### Problem to work on
Can you repeat the records from their start up to and including the line containing "231), (45, 240)]", leaving out the pictures?

(Segmentation dataset records)
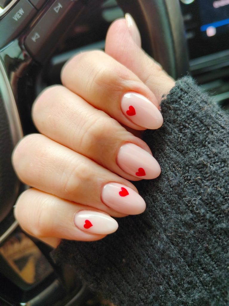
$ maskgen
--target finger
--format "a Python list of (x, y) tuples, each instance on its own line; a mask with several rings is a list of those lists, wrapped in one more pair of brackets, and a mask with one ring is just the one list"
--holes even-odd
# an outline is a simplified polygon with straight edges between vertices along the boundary
[(24, 183), (60, 198), (117, 217), (145, 209), (144, 201), (128, 181), (44, 135), (23, 139), (13, 163)]
[(127, 126), (156, 129), (162, 124), (153, 93), (134, 73), (102, 51), (74, 57), (64, 66), (61, 80), (71, 91)]
[(48, 237), (92, 241), (118, 227), (117, 221), (101, 211), (34, 188), (20, 196), (15, 213), (25, 231), (45, 240)]
[(125, 19), (114, 21), (107, 35), (105, 51), (137, 76), (160, 102), (174, 86), (174, 80), (136, 43), (132, 32)]
[[(122, 177), (151, 179), (160, 174), (145, 143), (63, 86), (46, 90), (35, 102), (32, 113), (41, 133)], [(145, 175), (136, 174), (140, 168)]]

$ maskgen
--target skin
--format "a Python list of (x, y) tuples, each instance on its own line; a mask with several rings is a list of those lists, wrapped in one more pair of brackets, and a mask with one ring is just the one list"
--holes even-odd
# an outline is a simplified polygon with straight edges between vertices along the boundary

### Correct response
$ maskgen
--target finger
--format "a Python list of (x, y) tuples, each instance on its own line; a mask with several rings is a list of those lists, wrapped in one more pair of brackets, and a mask with one ring is just the one list"
--holes even-odd
# an outline is a simplified polygon with straight edges between vertices along the boundary
[(24, 183), (60, 198), (117, 217), (145, 209), (144, 201), (128, 181), (44, 135), (23, 139), (13, 163)]
[(127, 126), (156, 129), (162, 124), (153, 93), (134, 73), (102, 51), (74, 57), (64, 66), (61, 80), (71, 91)]
[(48, 237), (92, 241), (118, 227), (117, 221), (101, 211), (34, 188), (20, 196), (15, 213), (25, 231), (45, 240)]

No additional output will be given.